SOURCE DOCUMENT =>
.....

If Nessa Barrett is a name that sounds familiar to you, it’s probably not a coincidence.
With over 10 million followers and 406 million likes on TikTok and 5.8 million followers on Instagram, it’s safe to say this young rising star has established herself as an online personality. But, that’s not all she has to offer to the world. Just over a year ago, Barrett signed a major deal with Warner Records and kickstarted her music career with the piano-ballad “Pain.” While many might roll their eyes over Barrett being another TikTok sensation who sings, the New Jersey-born star always had dreams of being a musician before she gained a large following. Barrett’s sound is dark, edgy, moody, and emotional, sounding reminiscent of the early 2000s. One of her most notable songs, “La Di Die,” features fellow TikTok star Jxdn and has already racked up an impressive 67 million streams in less than a year.
After a string of single releases, Barrett announced she would be releasing her debut EP, “pretty poison,” and kicked the era off with the sulky punk anthem “I Hope Ur Miserable Until Ur Dead.” Getting things off to a good start, the song became her first entry on the US Billboard 200 and has made noise on the UK and Ireland charts.
Ahead of the release of the project, 1883 spoke to Nessa Barrett about her creative process for “Pretty Poison,” transitioning from a TikTok star to a musician, and what fans can expect next.
“Pretty Poison” is your debut EP after releasing your debut single back in 2020. How long has this EP been in the works?
I had a writing camp in the spring of this year to write specifically about my life in LA which turned into “Pretty Poison.” It feels like we’ve been working on it forever and I’m so excited it’s finally coming out.
The name derives from the track on the EP — what was it about that track in particular that made you want to call it “Pretty Poison”?
Actually, I got pretty poison tattooed on me months before I even created the EP. When we needed to think of a title for it, I looked down on my arm and realized it was the perfect title. It was then when we created the title track.
When it comes to choosing certain songs, how do you determine what will go on an entire body of work?
I really want the entirety of the EP to tell a story and sound cohesive. We had a handful of other songs that could have gone on “Pretty Poison,” but these 7 really rose to the top and felt complete together.
Your latest single, “I Hope Ur Miserable Until Ur Dead,” has taken off and is charting worldwide. What’s the inspiration behind the song and what is it about that song that you believe is resonating with people?

.....

DATA EXCERPT =>
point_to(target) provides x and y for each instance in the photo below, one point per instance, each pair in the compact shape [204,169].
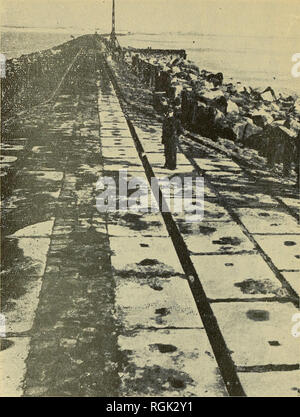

.....

According to the Nessa Barrett interview, what gave Barrett the idea for the EP's title?

SOLUTION TO THIS TASK => She had "pretty poison" tattooed on her arm months before she created the EP.